> **GIVEN PROBLEM**: Render every line of the material below as a Markdown table with two columns, Row and Text, numbering each row and skipping blank lines. Leave the pictures out of the table.

> **DATA TO PROCESS**:
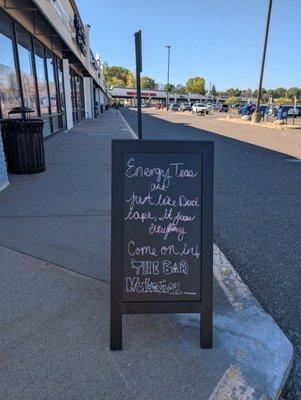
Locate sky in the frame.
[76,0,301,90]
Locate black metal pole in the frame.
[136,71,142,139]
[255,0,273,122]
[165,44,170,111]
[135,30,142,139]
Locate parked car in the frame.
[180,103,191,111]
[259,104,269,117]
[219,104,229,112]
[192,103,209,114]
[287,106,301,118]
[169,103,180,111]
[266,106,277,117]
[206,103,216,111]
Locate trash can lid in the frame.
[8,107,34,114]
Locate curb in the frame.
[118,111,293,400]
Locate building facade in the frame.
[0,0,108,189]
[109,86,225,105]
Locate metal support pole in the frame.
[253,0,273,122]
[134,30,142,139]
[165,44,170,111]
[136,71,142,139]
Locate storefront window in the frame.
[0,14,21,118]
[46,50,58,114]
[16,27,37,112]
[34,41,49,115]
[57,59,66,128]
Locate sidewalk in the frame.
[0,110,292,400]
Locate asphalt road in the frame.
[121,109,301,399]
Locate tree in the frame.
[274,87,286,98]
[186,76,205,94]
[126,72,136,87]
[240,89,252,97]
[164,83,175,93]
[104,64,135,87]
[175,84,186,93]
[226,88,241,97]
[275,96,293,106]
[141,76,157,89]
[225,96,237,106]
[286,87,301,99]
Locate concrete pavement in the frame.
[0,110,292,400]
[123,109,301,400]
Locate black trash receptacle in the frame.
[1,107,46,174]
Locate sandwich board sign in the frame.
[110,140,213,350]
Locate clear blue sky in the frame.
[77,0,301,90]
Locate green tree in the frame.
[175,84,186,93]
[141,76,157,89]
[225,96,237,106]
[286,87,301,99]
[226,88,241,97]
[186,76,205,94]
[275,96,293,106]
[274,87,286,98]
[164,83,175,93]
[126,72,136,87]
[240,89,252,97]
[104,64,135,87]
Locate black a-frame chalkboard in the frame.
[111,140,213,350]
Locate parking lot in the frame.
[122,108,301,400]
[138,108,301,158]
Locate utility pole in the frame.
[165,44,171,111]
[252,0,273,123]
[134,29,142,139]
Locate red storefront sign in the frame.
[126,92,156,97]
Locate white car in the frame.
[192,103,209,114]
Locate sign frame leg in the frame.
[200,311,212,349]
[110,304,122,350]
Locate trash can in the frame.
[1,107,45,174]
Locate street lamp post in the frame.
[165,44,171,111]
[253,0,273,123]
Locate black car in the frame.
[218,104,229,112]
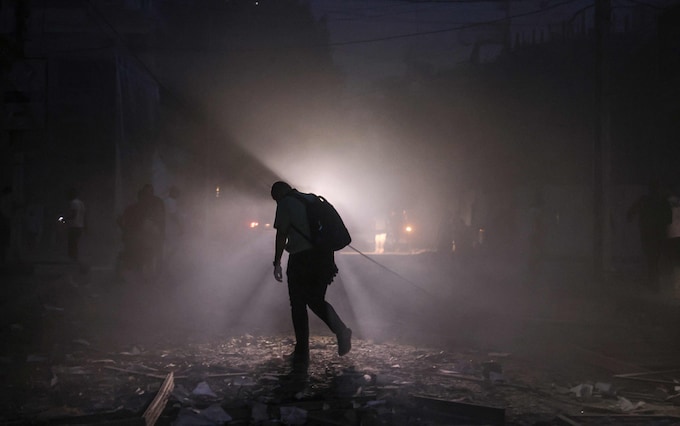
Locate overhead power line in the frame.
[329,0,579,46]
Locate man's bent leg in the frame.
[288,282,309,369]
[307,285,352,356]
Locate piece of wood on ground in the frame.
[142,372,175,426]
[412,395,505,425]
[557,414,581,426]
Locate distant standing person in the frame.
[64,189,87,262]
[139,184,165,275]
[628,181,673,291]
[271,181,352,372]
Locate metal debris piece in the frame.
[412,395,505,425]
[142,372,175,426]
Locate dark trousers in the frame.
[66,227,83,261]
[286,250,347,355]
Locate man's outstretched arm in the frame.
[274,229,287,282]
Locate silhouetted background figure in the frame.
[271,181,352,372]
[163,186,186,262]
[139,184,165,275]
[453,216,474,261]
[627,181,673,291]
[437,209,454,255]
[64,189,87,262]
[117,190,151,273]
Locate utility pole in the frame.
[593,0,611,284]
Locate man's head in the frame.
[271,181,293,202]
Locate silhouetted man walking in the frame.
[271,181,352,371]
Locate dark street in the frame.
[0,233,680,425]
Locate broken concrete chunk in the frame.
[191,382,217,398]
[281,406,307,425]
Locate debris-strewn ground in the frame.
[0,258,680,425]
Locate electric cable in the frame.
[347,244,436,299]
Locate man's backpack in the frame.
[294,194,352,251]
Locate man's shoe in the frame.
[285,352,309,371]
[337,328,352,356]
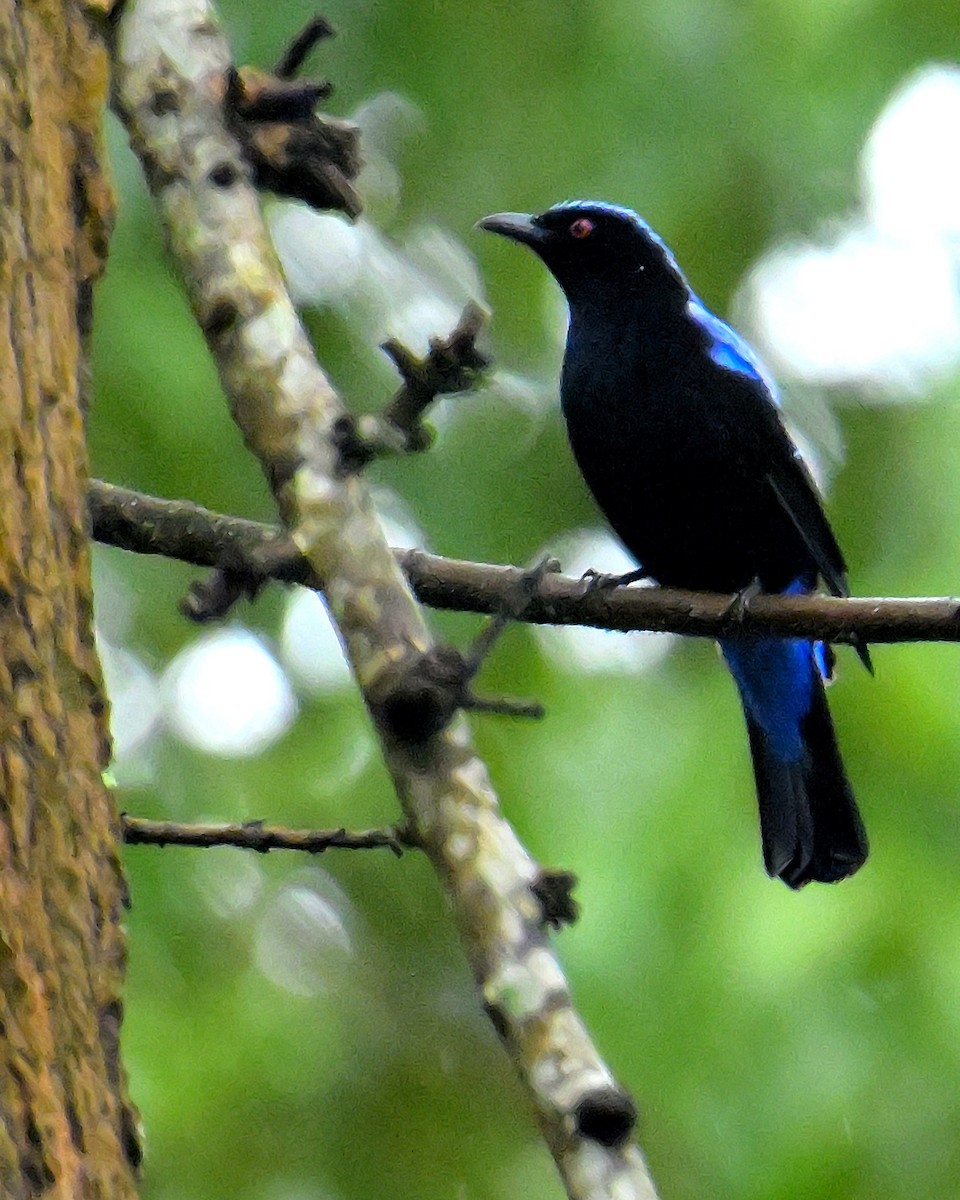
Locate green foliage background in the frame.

> **RESPONSE**:
| Row | Text |
|---|---|
| 1 | Locate sky in the frame. |
| 2 | [76,0,301,90] |
| 3 | Locate black metal pole in the frame. |
| 4 | [136,71,142,139] |
| 5 | [255,0,273,122] |
| 6 | [165,44,170,111] |
| 7 | [135,30,142,139] |
| 8 | Locate parked car in the frame. |
| 9 | [180,103,191,111] |
| 10 | [259,104,269,117] |
| 11 | [219,104,229,112] |
| 12 | [192,103,209,114] |
| 13 | [287,106,301,118] |
| 14 | [169,103,180,111] |
| 15 | [266,106,277,117] |
| 16 | [206,103,216,111] |
| 17 | Locate trash can lid in the frame. |
| 18 | [8,107,34,114] |
| 19 | Locate curb in the frame. |
| 20 | [118,111,293,400] |
| 21 | Locate building facade in the frame. |
| 22 | [0,0,108,189] |
| 23 | [109,86,225,105] |
| 24 | Locate metal support pole in the frame. |
| 25 | [253,0,273,122] |
| 26 | [134,30,142,139] |
| 27 | [165,44,170,111] |
| 28 | [136,71,142,139] |
| 29 | Locate storefront window in the frame. |
| 30 | [0,14,21,118] |
| 31 | [46,50,58,114] |
| 32 | [16,27,37,112] |
| 33 | [34,41,49,115] |
| 34 | [57,59,66,128] |
| 35 | Locate sidewalk in the frame. |
| 36 | [0,110,292,400] |
| 37 | Locate asphalt road in the frame. |
| 38 | [121,109,301,399] |
| 39 | Locate tree in the frame. |
| 40 | [274,87,286,98] |
| 41 | [186,76,205,94] |
| 42 | [126,72,136,87] |
| 43 | [240,89,252,97] |
| 44 | [164,83,175,93] |
| 45 | [104,64,135,87] |
| 46 | [175,84,186,93] |
| 47 | [226,88,241,97] |
| 48 | [275,96,293,106] |
| 49 | [141,76,157,89] |
| 50 | [225,96,237,106] |
| 51 | [286,87,301,99] |
| 52 | Locate concrete pavement in the frame. |
| 53 | [0,110,292,400] |
| 54 | [123,109,301,400] |
| 55 | Locate black trash receptacle in the frame. |
| 56 | [1,107,46,174] |
| 57 | Locate sandwich board sign in the frame. |
| 58 | [110,140,213,350] |
| 59 | Locate clear blue sky in the frame. |
| 60 | [77,0,301,90] |
| 61 | Locate green tree in the frame. |
| 62 | [175,84,186,93] |
| 63 | [141,76,157,89] |
| 64 | [225,96,237,106] |
| 65 | [286,87,301,99] |
| 66 | [226,88,241,97] |
| 67 | [186,76,205,94] |
| 68 | [275,96,293,106] |
| 69 | [274,87,286,98] |
| 70 | [164,83,175,93] |
| 71 | [126,72,136,87] |
| 72 | [240,89,252,97] |
| 73 | [104,64,135,87] |
| 74 | Locate black a-frame chalkboard in the frame. |
| 75 | [111,140,213,350] |
| 76 | Locate parking lot in the frame. |
| 77 | [122,108,301,400] |
| 78 | [138,108,301,158] |
| 79 | Locate utility pole in the frame. |
| 80 | [165,44,171,111] |
| 81 | [252,0,273,123] |
| 82 | [134,29,142,139] |
| 83 | Locate red storefront sign in the frame. |
| 84 | [126,92,156,97] |
| 85 | Locate white car in the frame. |
| 86 | [192,103,209,114] |
| 87 | Locate sign frame leg in the frame. |
| 88 | [200,311,212,349] |
| 89 | [110,304,122,350] |
| 90 | Locate trash can in the frame. |
| 91 | [1,107,45,174] |
| 92 | Locate street lamp post in the frame. |
| 93 | [165,44,171,111] |
| 94 | [253,0,273,123] |
| 95 | Locate black car in the frame. |
| 96 | [218,104,229,112] |
| 97 | Locate overhead power line in the frame. |
| 98 | [329,0,579,46] |
| 99 | Locate man's bent leg in the frame. |
| 100 | [288,282,309,369] |
| 101 | [307,285,352,356] |
| 102 | Locate piece of wood on ground in the frame. |
| 103 | [142,372,175,426] |
| 104 | [412,395,505,425] |
| 105 | [557,414,581,426] |
| 106 | Locate distant standing person in the frame. |
| 107 | [64,189,87,262] |
| 108 | [139,184,165,275] |
| 109 | [628,181,673,291] |
| 110 | [271,181,352,372] |
| 111 | Locate metal debris piece in the frame. |
| 112 | [412,395,505,425] |
| 113 | [142,372,175,426] |
| 114 | Locate dark trousers in the frame. |
| 115 | [66,227,83,261] |
| 116 | [286,250,347,355] |
| 117 | Locate man's outstretched arm in the frame. |
| 118 | [274,229,287,282] |
| 119 | Locate silhouetted background figure in the frame. |
| 120 | [271,181,352,372] |
| 121 | [163,186,186,262] |
| 122 | [139,184,165,275] |
| 123 | [453,216,474,261] |
| 124 | [627,181,673,291] |
| 125 | [437,209,454,255] |
| 126 | [64,189,87,262] |
| 127 | [117,190,151,273] |
| 128 | Locate utility pole in the frame. |
| 129 | [593,0,611,284] |
| 130 | Locate man's head in the frame. |
| 131 | [271,181,293,202] |
| 132 | Locate silhouetted man walking in the frame. |
| 133 | [271,181,352,371] |
| 134 | Locate dark street in the frame. |
| 135 | [0,233,680,425] |
| 136 | Locate broken concrete chunk in the frame. |
| 137 | [191,382,217,398] |
| 138 | [281,406,307,425] |
| 139 | Locate debris-strewn ground in the frame. |
| 140 | [0,258,680,425] |
| 141 | Locate electric cable in the frame. |
| 142 | [347,244,436,299] |
| 143 | Locate man's backpack in the frame. |
| 144 | [294,194,352,251] |
| 145 | Locate man's shoe in the frame. |
| 146 | [285,352,309,371] |
| 147 | [337,328,352,356] |
| 148 | Locate green foliage background in the frame. |